§ Selected excerpt
-- start --

Chapter 23 Exercises: Searching and Sorting


Part A: Conceptual Understanding

A.1. Explain why binary search requires sorted data. What happens if you apply binary search to an unsorted array? Give a concrete example of an incorrect result.

Guidance Binary search assumes that if the target is less than the middle element, it must be in the left half. With unsorted data, this assumption is false. Example: array [5, 1, 8, 3, 7], searching for 3. Mid = 8, so we search left half [5, 1] — but 3 is in the right half. Binary search returns "not found" even though 3 is present.

A.2. Explain the difference between a stable and an unstable sort. Give a practical example where stability matters.

Guidance A stable sort preserves the relative order of equal elements. Example: expenses sorted by date, then re-sorted by category. With a stable sort, expenses in the same category remain in date order. With an unstable sort, the date order within each category may be scrambled.

A.3. Why is insertion sort often faster than quicksort for small arrays (n < 20), despite having worse theoretical complexity?

-- end --

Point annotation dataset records
-- start --

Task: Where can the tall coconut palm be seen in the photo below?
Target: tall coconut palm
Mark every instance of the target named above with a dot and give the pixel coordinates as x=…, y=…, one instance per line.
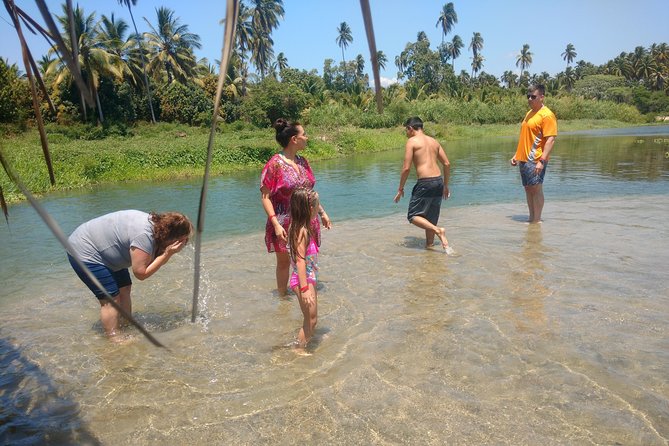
x=359, y=65
x=454, y=49
x=509, y=78
x=94, y=59
x=262, y=52
x=281, y=62
x=447, y=18
x=344, y=38
x=138, y=39
x=381, y=59
x=264, y=18
x=170, y=46
x=111, y=35
x=569, y=54
x=476, y=45
x=265, y=14
x=524, y=58
x=477, y=64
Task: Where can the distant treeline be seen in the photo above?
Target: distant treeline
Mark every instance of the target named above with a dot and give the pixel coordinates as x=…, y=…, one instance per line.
x=178, y=88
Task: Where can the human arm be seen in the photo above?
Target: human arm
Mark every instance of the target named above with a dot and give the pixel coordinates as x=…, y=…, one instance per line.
x=325, y=218
x=443, y=159
x=301, y=265
x=406, y=169
x=144, y=265
x=548, y=147
x=269, y=209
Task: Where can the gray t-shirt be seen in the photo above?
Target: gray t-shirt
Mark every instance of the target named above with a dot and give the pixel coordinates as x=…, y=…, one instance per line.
x=107, y=239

-- end --

§ Objectives
a) Answer these questions about the searching and sorting exercises:
(i) In the binary search example, which value is being searched for?
(ii) What does a stable sort preserve?
(iii) For arrays of what size does A.3 ask why insertion sort is often faster than quicksort?
b) Copy everything in the searching and sorting exercises from "A.1. Explain why" down to "may be scrambled.".
Rely only on the searching and sorting exercises when you respond.

§ Task solutions
a)
(i) 3
(ii) The relative order of equal elements
(iii) Small arrays, where n < 20

b)
A.1. Explain why binary search requires sorted data. What happens if you apply binary search to an unsorted array? Give a concrete example of an incorrect result.

Guidance Binary search assumes that if the target is less than the middle element, it must be in the left half. With unsorted data, this assumption is false. Example: array [5, 1, 8, 3, 7], searching for 3. Mid = 8, so we search left half [5, 1] — but 3 is in the right half. Binary search returns "not found" even though 3 is present.

A.2. Explain the difference between a stable and an unstable sort. Give a practical example where stability matters.

Guidance A stable sort preserves the relative order of equal elements. Example: expenses sorted by date, then re-sorted by category. With a stable sort, expenses in the same category remain in date order. With an unstable sort, the date order within each category may be scrambled.